◆ WHAT IS EXPECTED
Can you print the part of the student report on the International Organization course between "One of the most" and "increase in Africa.", inclusive, word for word?

◆ SOURCE EXTRACT
--- START ---

Article from September 19th, 2013
[Student Report] I took an intensive course of International Organization from September 17th to 20th, 2013. This course was given by Visiting Professor Mieko Ikegame, who has been working in the United Nations for more than thirty years.
One of the most impressive lectures during the four days of the course was the class about “Africa’s revival – The case of Rwanda”, by Rwanda’s Ambassador to Japan, Mr. Charles Murigande. Although we tend to have negative images toward Africa because of the influence by media, Africa is actually experiencing great economic growth and now gradually becoming known as “a continent of tomorrow”. The average annual growth rate was about 5% in Africa during past 10 years, and it is expected that it will reach 6.6% in 2013. In addition, Africa is powerful in terms of demography because there are about one billion people, and 75% of them are 25 years old or younger. These factors are now attracting the world, and the foreign direct investments have started to increase in Africa.

--- END ---

◆ DATA EXTRACTS
--- START ---

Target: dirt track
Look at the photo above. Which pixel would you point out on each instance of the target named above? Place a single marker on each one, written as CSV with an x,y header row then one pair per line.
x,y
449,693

--- END ---
--- START ---

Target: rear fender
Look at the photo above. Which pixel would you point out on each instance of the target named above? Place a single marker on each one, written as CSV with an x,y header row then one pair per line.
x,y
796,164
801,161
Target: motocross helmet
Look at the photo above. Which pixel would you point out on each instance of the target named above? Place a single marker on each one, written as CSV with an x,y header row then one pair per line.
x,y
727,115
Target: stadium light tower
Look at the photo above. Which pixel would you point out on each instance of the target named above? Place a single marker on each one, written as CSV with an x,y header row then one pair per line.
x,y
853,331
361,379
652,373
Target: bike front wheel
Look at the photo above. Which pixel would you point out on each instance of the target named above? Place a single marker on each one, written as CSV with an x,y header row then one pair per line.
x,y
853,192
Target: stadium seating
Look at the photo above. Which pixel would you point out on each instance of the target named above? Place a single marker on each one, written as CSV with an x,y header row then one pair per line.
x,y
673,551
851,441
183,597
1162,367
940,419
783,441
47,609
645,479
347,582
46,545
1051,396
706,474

--- END ---

◆ EXPECTED OUTPUT
One of the most impressive lectures during the four days of the course was the class about “Africa’s revival – The case of Rwanda”, by Rwanda’s Ambassador to Japan, Mr. Charles Murigande. Although we tend to have negative images toward Africa because of the influence by media, Africa is actually experiencing great economic growth and now gradually becoming known as “a continent of tomorrow”. The average annual growth rate was about 5% in Africa during past 10 years, and it is expected that it will reach 6.6% in 2013. In addition, Africa is powerful in terms of demography because there are about one billion people, and 75% of them are 25 years old or younger. These factors are now attracting the world, and the foreign direct investments have started to increase in Africa.